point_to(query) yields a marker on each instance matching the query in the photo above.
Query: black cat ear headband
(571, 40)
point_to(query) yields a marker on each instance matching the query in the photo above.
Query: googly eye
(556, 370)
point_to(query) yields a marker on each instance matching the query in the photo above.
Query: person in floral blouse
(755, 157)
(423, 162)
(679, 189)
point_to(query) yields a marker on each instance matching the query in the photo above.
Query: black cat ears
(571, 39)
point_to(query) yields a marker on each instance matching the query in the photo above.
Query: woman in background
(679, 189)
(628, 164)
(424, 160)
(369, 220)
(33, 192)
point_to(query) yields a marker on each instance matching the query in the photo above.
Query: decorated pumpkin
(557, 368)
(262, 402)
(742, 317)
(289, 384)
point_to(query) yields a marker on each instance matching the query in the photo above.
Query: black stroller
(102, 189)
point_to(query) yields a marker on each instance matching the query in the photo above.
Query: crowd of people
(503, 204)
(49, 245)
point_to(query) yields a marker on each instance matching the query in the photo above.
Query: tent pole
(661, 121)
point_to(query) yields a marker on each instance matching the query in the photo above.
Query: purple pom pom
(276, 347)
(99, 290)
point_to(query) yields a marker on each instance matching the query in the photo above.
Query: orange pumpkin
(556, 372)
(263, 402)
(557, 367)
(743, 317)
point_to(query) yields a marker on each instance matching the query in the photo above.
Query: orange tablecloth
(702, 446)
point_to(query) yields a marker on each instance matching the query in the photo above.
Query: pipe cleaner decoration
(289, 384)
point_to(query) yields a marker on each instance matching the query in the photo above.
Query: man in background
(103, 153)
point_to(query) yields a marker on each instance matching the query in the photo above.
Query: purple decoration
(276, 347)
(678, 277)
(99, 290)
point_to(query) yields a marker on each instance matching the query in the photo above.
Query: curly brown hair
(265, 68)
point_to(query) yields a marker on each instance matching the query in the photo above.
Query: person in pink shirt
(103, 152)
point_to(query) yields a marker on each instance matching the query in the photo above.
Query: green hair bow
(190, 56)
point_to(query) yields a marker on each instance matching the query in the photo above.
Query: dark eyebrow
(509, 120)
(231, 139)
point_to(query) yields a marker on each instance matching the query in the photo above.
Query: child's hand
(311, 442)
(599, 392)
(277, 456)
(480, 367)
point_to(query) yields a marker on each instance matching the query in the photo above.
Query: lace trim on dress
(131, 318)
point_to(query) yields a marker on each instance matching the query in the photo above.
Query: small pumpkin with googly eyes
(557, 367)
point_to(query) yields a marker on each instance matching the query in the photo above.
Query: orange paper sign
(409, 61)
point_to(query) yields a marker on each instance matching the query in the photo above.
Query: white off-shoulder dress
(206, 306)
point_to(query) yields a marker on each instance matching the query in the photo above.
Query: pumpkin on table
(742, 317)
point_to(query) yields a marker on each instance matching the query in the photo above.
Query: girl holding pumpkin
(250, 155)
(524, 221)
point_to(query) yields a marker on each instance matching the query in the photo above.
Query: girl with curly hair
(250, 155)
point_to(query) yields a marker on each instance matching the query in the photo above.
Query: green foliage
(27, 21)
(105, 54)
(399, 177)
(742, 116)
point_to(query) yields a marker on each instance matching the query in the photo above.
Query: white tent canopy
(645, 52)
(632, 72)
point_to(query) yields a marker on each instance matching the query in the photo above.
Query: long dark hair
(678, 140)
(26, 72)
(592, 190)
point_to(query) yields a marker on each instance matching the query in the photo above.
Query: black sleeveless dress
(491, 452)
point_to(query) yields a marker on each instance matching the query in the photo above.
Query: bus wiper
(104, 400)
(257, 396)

==================================================

→ AIM OF THE TASK
Your response should consist of the whole listing, repeated exactly.

→ OUTPUT
point_to(query) yields a marker on each instance matching the query in the photo above.
Query: black cat ear headband
(571, 40)
point_to(query) yields a marker on each instance matching the query in the photo above.
Query: googly eye
(556, 370)
point_to(query) yields a marker on each instance matching the query in the photo above.
Query: person in floral blouse
(755, 157)
(423, 162)
(679, 189)
point_to(query) yields a marker on each instance matching the query in the photo above.
Query: black cat ears
(571, 39)
point_to(query) yields a marker on each instance matching the query in the photo above.
Query: woman in background
(679, 189)
(628, 164)
(424, 160)
(369, 220)
(33, 192)
point_to(query) yields a marker on each instance matching the query in the photo above.
Query: decorated pumpkin
(557, 368)
(262, 402)
(742, 317)
(289, 384)
point_to(query) yields a marker on each instance matching the query in the photo above.
Query: black stroller
(102, 189)
point_to(query) yields a marker on each instance matching the query in the photo above.
Query: crowd of people
(503, 204)
(49, 245)
point_to(query) yields a marker on each instance matching the query in the photo above.
Query: tent pole
(661, 121)
point_to(query) yields a marker on each instance matching the query in the photo above.
Query: purple pom pom
(276, 347)
(99, 290)
point_to(query) yields a marker on each instance matching the query in the photo above.
Query: orange pumpkin
(556, 372)
(263, 402)
(557, 367)
(743, 317)
point_to(query) yields a marker on each instance matching the query in the photo above.
Query: orange tablecloth
(702, 446)
point_to(query) yields a marker on each instance matching the query in the photo above.
Query: pipe cleaner decoration
(289, 384)
point_to(query) yields a marker on each instance matching the query in the photo above.
Query: man in background
(103, 153)
point_to(query) yields a marker on each instance matching the query in the photo above.
Query: purple decoration
(276, 347)
(678, 277)
(99, 290)
point_to(query) yields a marker on each instance matching the query in the photo above.
Query: curly brown hair
(265, 68)
point_to(query) yields a marker on each instance matching the query in the photo above.
Query: person in pink shirt
(103, 152)
point_to(query) yields a marker on each instance matching the query in the photo above.
Query: green hair bow
(190, 56)
point_to(query) yields a marker on each instance matching the query in the photo above.
Query: dark eyebrow
(509, 120)
(231, 139)
point_to(query) yields a marker on each instance matching the query in the photo above.
Query: child's hand
(311, 442)
(599, 392)
(277, 456)
(480, 367)
point_to(query) yields a marker on each instance matching the query in the photo above.
Query: lace trim on dress
(131, 318)
point_to(query) yields a marker on each instance matching the query in the photo above.
Query: small pumpkin with googly eyes
(557, 367)
point_to(query) yields a marker on each instance matching the query in the photo above.
Query: orange paper sign
(409, 61)
point_to(query) yields a marker on each instance matching the query in the photo above.
Query: white off-shoulder dress
(206, 306)
point_to(query) yields a marker on each instance matching the query in the photo above.
Query: pumpkin on table
(742, 317)
point_to(query) yields a marker on each instance matching the query in the photo above.
Query: girl holding pumpkin
(250, 155)
(524, 221)
point_to(query) yields a marker on each instance matching the query in the photo above.
Query: girl with curly hair
(250, 155)
point_to(query) yields a marker on each instance matching the query in the photo above.
Query: green foliage
(27, 21)
(105, 54)
(399, 177)
(742, 116)
point_to(query) yields a marker on each instance matching the query in the photo above.
Query: white tent canopy
(645, 52)
(632, 72)
point_to(query) yields a marker on each instance matching the query in the photo above.
Query: long dark hair
(678, 140)
(26, 72)
(592, 190)
point_to(query) yields a marker on each instance matching the query in the photo above.
Query: black sleeveless dress
(491, 452)
point_to(query) yields a marker on each instance matching the query in the photo above.
Query: bus wiper
(104, 400)
(257, 396)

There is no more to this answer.